Extrato dos dados:
---+---

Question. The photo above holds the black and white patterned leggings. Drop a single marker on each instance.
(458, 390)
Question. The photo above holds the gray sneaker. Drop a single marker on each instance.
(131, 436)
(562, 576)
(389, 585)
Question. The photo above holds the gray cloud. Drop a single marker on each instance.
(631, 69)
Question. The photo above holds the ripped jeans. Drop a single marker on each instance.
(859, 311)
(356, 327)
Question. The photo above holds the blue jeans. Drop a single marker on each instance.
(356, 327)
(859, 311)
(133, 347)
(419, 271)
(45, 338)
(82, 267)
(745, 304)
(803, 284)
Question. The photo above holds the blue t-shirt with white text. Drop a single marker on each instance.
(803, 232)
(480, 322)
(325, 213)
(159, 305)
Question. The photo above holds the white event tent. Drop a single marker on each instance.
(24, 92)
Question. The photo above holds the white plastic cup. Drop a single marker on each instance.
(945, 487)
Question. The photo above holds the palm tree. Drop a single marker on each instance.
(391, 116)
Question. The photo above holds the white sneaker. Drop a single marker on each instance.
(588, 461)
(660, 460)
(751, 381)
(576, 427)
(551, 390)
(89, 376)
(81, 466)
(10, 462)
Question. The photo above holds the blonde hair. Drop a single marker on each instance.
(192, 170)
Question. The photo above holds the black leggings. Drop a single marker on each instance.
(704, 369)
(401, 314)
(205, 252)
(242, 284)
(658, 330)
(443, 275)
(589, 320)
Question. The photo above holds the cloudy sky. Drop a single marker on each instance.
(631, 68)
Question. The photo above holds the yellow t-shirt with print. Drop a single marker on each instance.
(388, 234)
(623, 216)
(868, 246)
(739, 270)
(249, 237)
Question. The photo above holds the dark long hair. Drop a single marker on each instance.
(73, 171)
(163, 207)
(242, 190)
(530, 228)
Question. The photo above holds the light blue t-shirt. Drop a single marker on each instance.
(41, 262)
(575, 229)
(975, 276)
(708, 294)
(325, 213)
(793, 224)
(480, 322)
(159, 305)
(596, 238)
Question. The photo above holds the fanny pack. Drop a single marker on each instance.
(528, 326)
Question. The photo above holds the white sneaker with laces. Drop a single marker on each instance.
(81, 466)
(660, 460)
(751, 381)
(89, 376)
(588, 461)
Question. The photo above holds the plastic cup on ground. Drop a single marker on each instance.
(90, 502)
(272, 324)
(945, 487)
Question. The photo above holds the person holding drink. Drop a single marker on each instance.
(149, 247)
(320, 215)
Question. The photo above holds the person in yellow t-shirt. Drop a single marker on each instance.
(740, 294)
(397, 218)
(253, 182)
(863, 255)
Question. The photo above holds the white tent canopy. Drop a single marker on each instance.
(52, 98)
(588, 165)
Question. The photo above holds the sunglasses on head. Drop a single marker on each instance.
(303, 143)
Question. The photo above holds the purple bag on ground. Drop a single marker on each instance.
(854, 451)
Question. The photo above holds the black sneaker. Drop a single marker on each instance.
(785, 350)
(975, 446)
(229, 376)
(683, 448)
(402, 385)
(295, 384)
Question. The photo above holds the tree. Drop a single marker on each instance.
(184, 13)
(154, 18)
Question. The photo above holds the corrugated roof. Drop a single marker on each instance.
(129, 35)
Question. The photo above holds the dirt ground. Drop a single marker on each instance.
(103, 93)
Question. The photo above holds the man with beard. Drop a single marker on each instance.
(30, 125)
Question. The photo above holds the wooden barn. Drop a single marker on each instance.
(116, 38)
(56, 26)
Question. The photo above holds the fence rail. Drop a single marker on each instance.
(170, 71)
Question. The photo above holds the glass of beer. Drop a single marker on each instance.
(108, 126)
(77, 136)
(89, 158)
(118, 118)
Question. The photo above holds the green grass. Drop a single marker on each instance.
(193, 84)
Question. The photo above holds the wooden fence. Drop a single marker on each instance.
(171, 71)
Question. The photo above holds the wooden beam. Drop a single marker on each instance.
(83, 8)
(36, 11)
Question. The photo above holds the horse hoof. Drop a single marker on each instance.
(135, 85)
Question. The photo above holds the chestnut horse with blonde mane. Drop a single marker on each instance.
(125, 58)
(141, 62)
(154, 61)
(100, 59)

---+---

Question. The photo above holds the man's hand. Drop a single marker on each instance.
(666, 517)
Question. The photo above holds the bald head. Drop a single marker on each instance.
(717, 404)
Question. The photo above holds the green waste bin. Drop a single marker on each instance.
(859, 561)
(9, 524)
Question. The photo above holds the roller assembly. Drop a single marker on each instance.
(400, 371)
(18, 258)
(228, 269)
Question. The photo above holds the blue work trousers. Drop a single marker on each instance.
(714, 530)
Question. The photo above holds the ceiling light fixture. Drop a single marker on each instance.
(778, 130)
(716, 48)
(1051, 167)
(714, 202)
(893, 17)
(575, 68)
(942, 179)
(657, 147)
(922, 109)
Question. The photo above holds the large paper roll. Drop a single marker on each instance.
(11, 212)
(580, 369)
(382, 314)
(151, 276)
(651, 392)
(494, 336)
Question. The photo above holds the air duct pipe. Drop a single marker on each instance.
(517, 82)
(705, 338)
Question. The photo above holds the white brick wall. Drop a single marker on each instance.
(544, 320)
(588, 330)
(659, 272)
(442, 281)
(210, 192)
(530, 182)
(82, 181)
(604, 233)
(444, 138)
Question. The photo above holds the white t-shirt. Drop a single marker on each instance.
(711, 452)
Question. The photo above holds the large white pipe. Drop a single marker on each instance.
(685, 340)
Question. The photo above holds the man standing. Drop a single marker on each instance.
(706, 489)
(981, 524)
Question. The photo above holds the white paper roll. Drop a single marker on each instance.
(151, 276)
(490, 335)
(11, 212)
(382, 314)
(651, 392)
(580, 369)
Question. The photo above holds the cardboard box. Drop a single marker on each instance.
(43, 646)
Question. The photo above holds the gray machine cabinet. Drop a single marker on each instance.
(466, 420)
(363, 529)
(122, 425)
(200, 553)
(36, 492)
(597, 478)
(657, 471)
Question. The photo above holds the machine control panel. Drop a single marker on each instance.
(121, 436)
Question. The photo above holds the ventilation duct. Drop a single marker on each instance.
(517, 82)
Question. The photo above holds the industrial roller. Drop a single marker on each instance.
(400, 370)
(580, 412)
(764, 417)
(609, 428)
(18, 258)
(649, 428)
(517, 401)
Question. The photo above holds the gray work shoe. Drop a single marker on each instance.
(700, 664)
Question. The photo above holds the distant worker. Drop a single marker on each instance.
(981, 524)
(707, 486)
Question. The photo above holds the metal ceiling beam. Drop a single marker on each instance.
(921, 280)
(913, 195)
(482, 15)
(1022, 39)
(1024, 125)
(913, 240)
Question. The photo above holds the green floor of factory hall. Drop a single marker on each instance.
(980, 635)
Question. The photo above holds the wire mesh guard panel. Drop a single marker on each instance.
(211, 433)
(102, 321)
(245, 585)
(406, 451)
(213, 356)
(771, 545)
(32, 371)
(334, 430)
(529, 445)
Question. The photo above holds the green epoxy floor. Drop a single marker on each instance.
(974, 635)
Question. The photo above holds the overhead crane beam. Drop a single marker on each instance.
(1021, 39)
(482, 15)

---+---

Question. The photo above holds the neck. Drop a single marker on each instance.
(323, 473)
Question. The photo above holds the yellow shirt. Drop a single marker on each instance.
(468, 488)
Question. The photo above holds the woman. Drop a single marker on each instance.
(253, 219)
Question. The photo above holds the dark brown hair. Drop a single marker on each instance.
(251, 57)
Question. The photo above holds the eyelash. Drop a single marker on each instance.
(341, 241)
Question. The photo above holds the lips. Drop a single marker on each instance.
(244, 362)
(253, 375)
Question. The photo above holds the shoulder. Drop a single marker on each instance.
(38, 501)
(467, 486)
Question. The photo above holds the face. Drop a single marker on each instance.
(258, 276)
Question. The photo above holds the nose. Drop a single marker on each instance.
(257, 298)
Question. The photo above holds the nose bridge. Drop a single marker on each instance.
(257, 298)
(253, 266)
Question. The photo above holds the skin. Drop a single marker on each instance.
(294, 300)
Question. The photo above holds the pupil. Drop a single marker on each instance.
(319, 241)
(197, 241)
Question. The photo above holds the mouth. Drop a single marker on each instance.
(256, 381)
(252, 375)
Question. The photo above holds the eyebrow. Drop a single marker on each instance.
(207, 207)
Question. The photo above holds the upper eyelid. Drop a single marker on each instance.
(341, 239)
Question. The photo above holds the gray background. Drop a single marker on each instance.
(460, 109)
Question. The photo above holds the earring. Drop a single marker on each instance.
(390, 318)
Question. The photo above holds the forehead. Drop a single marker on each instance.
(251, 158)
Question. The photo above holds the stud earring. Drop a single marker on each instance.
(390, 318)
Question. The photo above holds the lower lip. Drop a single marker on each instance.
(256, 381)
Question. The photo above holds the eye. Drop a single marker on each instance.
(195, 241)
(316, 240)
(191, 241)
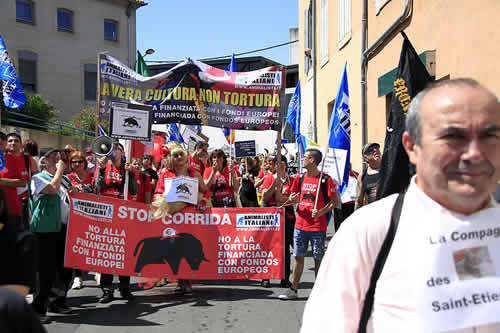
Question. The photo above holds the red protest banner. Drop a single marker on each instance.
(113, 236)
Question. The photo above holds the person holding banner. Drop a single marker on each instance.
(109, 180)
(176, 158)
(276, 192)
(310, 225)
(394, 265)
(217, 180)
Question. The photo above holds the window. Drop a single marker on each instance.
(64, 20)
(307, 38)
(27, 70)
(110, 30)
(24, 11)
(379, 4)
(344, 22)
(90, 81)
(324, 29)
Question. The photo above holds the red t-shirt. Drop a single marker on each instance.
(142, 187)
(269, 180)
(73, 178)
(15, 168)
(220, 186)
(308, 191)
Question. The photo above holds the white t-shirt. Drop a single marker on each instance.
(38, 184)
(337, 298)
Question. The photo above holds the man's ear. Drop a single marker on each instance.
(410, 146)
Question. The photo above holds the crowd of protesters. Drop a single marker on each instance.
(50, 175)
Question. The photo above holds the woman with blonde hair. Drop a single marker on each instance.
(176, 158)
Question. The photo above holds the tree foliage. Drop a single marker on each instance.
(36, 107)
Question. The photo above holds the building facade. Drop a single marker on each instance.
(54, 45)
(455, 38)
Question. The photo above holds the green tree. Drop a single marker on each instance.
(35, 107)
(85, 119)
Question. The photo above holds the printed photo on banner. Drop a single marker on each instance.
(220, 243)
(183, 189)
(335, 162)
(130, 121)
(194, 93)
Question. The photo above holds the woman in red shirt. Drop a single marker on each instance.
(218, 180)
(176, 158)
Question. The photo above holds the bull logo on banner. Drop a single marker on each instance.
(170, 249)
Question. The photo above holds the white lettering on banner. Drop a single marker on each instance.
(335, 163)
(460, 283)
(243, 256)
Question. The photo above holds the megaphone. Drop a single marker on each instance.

---+---

Objetivo: Localize nas linhas acima todas as que contêm a palavra "machine" e copie-as integralmente. A distinção entre maiúsculas e minúsculas deve ser respeitada.

Solução abaixo:
Question. The photo above holds the gray machine cabinet. Drop a single marker on each instance.
Question. The photo above holds the machine control panel. Drop a single marker on each instance.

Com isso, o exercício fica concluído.